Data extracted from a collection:
━━━━━━━━━━

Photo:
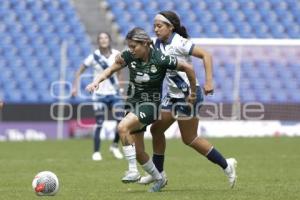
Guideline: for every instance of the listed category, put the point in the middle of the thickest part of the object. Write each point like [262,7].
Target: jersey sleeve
[168,61]
[88,61]
[127,56]
[185,46]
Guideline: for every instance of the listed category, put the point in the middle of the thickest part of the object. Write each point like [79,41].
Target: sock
[158,161]
[117,137]
[97,140]
[130,155]
[150,168]
[215,157]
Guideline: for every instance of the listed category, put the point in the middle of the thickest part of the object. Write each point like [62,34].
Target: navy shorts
[102,102]
[180,108]
[146,112]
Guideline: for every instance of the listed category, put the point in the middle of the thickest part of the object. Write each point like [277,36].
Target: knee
[122,129]
[187,140]
[155,131]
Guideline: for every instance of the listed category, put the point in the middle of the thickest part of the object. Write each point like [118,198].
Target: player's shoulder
[115,51]
[127,55]
[96,52]
[178,40]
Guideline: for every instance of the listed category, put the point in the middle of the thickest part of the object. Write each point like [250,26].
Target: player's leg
[128,124]
[116,105]
[188,130]
[100,114]
[158,144]
[147,164]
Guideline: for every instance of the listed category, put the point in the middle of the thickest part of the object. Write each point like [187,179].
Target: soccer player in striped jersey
[172,40]
[147,70]
[107,94]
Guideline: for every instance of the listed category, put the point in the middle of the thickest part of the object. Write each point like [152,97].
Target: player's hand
[192,98]
[74,92]
[208,88]
[92,87]
[1,104]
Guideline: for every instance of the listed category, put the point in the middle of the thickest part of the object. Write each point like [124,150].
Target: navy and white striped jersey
[99,63]
[181,48]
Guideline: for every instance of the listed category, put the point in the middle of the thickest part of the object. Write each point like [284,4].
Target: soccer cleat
[116,152]
[145,180]
[131,177]
[97,156]
[158,185]
[230,171]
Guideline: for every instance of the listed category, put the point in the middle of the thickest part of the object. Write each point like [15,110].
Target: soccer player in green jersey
[172,39]
[147,69]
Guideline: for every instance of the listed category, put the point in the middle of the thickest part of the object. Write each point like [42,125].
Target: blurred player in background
[172,40]
[147,68]
[107,94]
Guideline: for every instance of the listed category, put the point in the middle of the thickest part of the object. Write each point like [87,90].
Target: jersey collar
[170,38]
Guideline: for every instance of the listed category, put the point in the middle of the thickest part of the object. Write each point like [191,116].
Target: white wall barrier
[225,129]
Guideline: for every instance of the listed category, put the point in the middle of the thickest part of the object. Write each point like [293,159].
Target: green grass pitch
[268,168]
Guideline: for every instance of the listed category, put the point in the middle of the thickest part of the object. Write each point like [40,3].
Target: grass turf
[268,168]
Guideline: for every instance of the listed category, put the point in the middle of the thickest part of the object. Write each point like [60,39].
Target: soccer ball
[45,183]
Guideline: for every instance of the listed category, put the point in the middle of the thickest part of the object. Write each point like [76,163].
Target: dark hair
[139,35]
[175,20]
[109,37]
[106,33]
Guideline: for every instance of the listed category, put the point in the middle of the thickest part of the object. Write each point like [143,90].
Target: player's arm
[207,61]
[108,72]
[189,70]
[77,78]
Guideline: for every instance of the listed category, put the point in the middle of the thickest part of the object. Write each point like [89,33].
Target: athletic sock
[158,161]
[130,155]
[150,168]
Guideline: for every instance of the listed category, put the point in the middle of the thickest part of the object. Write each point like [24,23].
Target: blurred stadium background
[254,43]
[256,52]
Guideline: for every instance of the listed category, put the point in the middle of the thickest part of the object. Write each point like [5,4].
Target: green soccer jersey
[146,78]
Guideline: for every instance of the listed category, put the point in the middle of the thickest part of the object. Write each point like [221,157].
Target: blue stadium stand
[32,32]
[31,36]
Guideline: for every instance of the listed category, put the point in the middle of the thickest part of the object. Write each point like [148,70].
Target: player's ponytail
[174,20]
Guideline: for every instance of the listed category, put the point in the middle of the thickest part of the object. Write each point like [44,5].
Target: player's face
[138,49]
[162,30]
[103,40]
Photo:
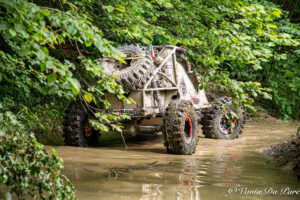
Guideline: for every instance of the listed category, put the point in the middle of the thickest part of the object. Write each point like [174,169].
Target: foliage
[28,170]
[49,49]
[233,43]
[35,68]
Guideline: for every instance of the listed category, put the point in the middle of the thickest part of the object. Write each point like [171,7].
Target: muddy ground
[287,154]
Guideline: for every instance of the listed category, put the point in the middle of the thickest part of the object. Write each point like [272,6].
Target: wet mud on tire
[214,125]
[180,128]
[77,131]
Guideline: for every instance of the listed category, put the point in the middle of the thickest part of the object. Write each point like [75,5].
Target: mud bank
[287,154]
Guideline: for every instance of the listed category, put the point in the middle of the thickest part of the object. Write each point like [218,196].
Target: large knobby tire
[180,128]
[135,73]
[215,124]
[77,131]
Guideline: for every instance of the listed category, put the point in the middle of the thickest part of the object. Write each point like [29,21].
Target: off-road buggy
[164,88]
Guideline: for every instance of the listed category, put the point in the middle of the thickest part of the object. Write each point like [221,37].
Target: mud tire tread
[136,75]
[174,123]
[73,130]
[211,115]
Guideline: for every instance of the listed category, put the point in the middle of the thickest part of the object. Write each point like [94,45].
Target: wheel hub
[188,128]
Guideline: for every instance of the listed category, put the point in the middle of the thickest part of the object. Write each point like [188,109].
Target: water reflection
[146,172]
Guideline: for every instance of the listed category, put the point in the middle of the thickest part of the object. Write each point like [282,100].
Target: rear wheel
[77,130]
[180,128]
[216,122]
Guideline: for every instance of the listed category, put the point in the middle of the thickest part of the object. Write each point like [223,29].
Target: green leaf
[51,77]
[12,32]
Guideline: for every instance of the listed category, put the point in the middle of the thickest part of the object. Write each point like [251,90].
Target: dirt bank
[287,154]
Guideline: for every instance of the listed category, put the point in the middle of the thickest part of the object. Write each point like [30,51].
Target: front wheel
[180,128]
[77,130]
[217,123]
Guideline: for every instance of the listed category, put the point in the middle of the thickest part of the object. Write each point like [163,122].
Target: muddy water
[220,169]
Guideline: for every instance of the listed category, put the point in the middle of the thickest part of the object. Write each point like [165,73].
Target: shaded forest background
[246,49]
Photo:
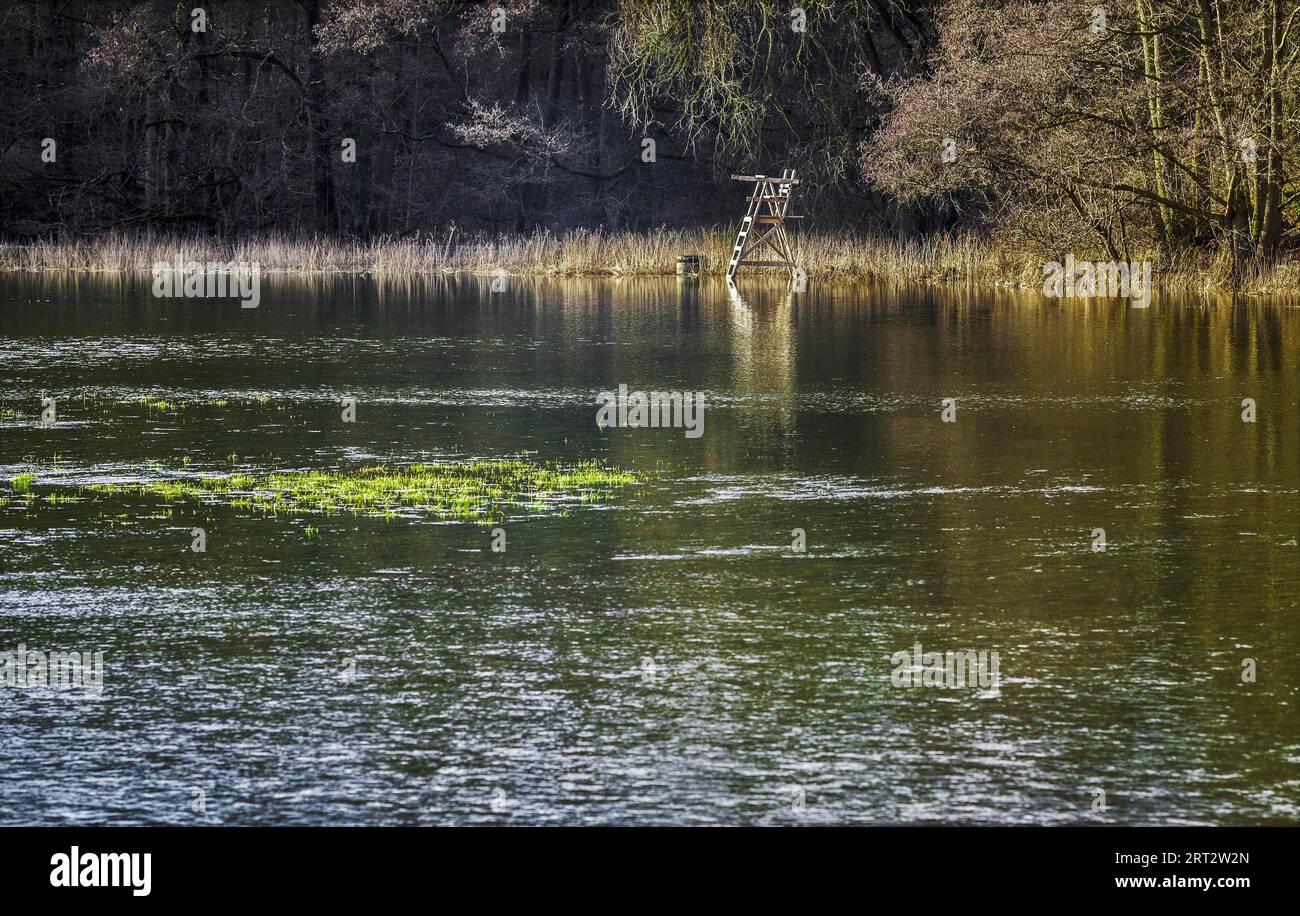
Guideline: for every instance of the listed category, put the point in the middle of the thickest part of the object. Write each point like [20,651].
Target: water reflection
[525,672]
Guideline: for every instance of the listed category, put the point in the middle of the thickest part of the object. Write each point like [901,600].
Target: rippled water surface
[664,656]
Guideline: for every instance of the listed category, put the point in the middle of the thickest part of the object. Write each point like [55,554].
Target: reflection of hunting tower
[767,209]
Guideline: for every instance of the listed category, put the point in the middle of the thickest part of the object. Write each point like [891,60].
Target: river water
[666,656]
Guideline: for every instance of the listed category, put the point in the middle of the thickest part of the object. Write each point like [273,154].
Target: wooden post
[768,208]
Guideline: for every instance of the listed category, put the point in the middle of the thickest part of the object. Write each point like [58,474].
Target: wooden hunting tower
[767,208]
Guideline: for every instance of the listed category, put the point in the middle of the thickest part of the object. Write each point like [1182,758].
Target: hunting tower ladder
[767,208]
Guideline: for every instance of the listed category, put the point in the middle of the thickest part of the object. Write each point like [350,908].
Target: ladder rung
[776,179]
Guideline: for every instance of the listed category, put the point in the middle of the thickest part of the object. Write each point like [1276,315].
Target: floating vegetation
[469,490]
[157,404]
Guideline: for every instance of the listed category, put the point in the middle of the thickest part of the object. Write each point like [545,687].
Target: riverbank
[944,259]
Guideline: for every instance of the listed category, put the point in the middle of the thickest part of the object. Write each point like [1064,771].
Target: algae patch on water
[477,490]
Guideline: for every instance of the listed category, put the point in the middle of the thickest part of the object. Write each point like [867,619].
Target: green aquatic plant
[471,490]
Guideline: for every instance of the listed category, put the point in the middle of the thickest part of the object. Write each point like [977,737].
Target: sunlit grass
[466,490]
[962,257]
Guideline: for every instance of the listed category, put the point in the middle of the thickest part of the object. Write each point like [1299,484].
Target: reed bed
[824,255]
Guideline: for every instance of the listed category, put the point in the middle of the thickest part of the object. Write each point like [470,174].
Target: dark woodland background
[1105,126]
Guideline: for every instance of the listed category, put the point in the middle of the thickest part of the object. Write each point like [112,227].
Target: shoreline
[943,260]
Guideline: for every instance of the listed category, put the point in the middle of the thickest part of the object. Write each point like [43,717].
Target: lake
[667,655]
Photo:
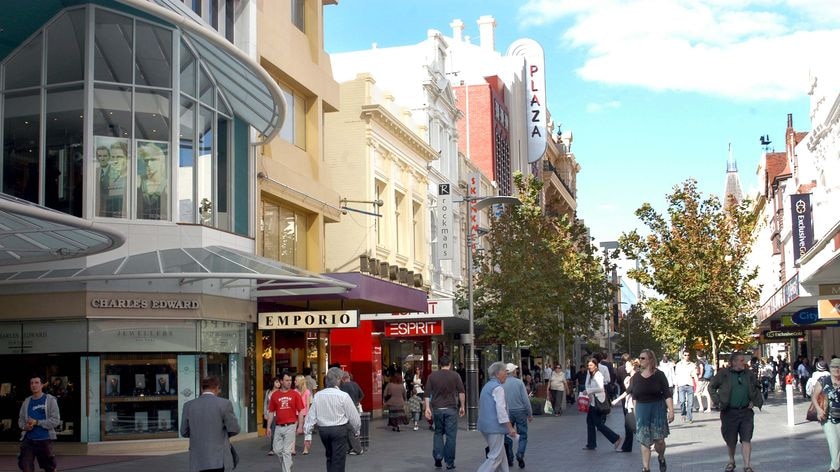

━━━━━━━━━━

EXERCISE |
Of the lines above, output exactly those from the line bearing "Target: reflection of hunting tower" through the line bearing "point like [58,474].", inclusive.

SOLUTION |
Target: reflection of hunting tower
[767,209]
Guideline: for every instance of the listed category, put the point in the middle of the thickest part of the object. Write each point like [891,60].
Target: river water
[666,656]
Guideline: for every instance of the listed category, put the point in the middle of the thickest part of the object. Write each point like [273,154].
Target: wooden post
[768,208]
Guideline: for every instance of the listed category, put the point in the middle of the thickest part of the object. Write each point like [58,474].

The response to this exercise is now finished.